=== WHAT THIS TASK INVOLVES ===
Rewrite the part of the Emotion Efficacy Therapy text that begins with "EET employs five" and ends with "within this model.", substituting "foundation" for "bedrock".

Many evidence-based therapies focus on teaching clients to use coping skills that will help them in moments of emotional distress. In spite of the large number of people who struggle with emotion-regulation issues, most therapies tend not to focus on the component of treatment that teaches clients to respond to emotional challenges while in a triggered state.
A new treatment approach, integrating core components of Acceptance and Commitment Therapy (ACT) and Dialectical Behavioral Therapy (DBT), aims to fill in this gap by focusing specifically on in-session, exposure-based skills training.
The aim of Emotion Efficacy Therapy (EET), developed by clinical psychologists Matthew McKay, PhD, and Aprilia West, PsyD, is to boost how well a client responds to emotions (including intense ones) effectively. Our level of emotion efficacy is determined by our ability to choose how we wish to respond to the thoughts and feelings that challenge us.
EET employs five integrated components that are used in conjunction with one another throughout the course of treatment. If you are trained in process-oriented, mindfulness-based therapies, these components will not be entirely new to you. Ultimately, it is the unique element of exposure-based skills training that ties them all together and gives additional clinical value to learning this approach.
Emotion Awareness
Emotion awareness provides the bedrock for EET. Without the basic understanding that emotions are not facts, it will be difficult for a client to move forward within this model.
Oftentimes clients think that they have no choice but to react and act on their feelings. Developing awareness around their emotions is the first step toward learning to step back and observe. While it is impossible to escape distressing emotions entirely, one can choose how to respond to them. This means throwing out the assumption that emotions are “true.”
With practice, both in session and during the week outside of the session, clients will find that responding more adaptively to emotional distress will become easier. Sometimes simply knowing that there may be other ways of relating to their emotional experience can leave clients feeling more flexible and empowered.

=== DATA EXTRACTS ===
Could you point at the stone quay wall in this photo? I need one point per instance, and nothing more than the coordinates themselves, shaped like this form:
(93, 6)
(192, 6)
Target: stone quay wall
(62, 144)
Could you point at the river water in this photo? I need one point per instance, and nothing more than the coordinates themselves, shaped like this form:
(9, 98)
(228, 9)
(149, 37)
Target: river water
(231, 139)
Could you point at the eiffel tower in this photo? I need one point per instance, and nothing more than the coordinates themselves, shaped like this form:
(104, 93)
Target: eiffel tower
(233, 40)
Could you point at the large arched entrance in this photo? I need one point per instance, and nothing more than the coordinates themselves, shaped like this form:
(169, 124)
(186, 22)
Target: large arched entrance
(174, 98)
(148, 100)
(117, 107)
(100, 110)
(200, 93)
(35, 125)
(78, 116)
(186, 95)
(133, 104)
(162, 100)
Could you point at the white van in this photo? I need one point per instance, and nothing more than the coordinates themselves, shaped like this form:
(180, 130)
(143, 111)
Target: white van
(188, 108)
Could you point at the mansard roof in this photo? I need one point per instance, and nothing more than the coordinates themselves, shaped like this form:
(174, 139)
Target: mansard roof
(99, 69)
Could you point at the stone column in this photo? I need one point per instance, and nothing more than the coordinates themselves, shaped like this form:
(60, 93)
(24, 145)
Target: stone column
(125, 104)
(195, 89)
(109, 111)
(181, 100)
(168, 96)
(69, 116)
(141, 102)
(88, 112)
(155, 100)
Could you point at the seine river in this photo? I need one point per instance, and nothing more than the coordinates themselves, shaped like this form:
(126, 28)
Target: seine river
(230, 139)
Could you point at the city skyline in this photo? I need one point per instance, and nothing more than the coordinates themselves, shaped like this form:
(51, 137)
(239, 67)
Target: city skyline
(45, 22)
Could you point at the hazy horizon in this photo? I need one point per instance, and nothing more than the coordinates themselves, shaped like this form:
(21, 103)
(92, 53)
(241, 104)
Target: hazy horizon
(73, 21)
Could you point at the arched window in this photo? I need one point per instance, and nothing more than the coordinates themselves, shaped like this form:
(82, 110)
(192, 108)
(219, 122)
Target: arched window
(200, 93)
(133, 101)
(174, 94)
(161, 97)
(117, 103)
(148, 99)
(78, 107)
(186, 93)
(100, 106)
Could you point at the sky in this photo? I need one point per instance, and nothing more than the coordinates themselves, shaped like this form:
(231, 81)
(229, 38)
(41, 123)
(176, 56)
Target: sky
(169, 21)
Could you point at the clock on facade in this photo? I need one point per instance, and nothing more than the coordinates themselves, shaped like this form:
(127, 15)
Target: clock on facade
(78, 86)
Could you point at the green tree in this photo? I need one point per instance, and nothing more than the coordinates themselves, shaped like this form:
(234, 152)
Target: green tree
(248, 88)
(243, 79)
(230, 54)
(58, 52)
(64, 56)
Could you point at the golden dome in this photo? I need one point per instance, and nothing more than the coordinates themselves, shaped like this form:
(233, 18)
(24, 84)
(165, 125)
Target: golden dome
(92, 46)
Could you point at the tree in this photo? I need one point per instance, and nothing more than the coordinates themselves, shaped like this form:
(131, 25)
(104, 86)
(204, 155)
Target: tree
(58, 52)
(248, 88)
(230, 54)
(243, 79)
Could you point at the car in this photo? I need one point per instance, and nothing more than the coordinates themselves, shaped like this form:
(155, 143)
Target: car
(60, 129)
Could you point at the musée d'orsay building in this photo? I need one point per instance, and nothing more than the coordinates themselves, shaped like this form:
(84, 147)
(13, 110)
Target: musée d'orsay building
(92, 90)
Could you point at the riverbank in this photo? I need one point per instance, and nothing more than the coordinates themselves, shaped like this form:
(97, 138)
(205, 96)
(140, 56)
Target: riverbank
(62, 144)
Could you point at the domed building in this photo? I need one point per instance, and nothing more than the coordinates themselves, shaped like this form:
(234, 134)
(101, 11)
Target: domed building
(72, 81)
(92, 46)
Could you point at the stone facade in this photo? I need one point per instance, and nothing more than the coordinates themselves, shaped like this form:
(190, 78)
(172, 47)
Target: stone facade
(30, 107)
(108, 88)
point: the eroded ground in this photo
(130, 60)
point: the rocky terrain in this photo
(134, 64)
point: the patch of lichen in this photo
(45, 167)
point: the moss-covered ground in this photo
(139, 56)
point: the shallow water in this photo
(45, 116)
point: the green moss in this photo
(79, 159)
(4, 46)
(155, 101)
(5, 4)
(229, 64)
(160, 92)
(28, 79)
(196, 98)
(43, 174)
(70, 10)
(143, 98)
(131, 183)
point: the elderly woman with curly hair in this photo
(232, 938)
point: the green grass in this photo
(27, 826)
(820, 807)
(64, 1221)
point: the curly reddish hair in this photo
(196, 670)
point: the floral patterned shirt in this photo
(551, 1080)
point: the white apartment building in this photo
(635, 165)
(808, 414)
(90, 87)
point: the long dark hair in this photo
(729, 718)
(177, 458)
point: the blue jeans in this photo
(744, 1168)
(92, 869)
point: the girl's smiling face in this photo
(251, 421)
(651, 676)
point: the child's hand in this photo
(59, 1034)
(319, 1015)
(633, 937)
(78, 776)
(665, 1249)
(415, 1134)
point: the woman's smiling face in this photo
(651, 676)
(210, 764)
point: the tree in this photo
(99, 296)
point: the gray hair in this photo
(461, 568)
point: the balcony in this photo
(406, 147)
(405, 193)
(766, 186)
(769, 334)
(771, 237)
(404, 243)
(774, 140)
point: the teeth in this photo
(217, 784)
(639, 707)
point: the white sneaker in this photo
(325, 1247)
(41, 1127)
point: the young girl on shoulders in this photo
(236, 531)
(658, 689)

=== OUTPUT BELOW ===
EET employs five integrated components that are used in conjunction with one another throughout the course of treatment. If you are trained in process-oriented, mindfulness-based therapies, these components will not be entirely new to you. Ultimately, it is the unique element of exposure-based skills training that ties them all together and gives additional clinical value to learning this approach.
Emotion Awareness
Emotion awareness provides the foundation for EET. Without the basic understanding that emotions are not facts, it will be difficult for a client to move forward within this model.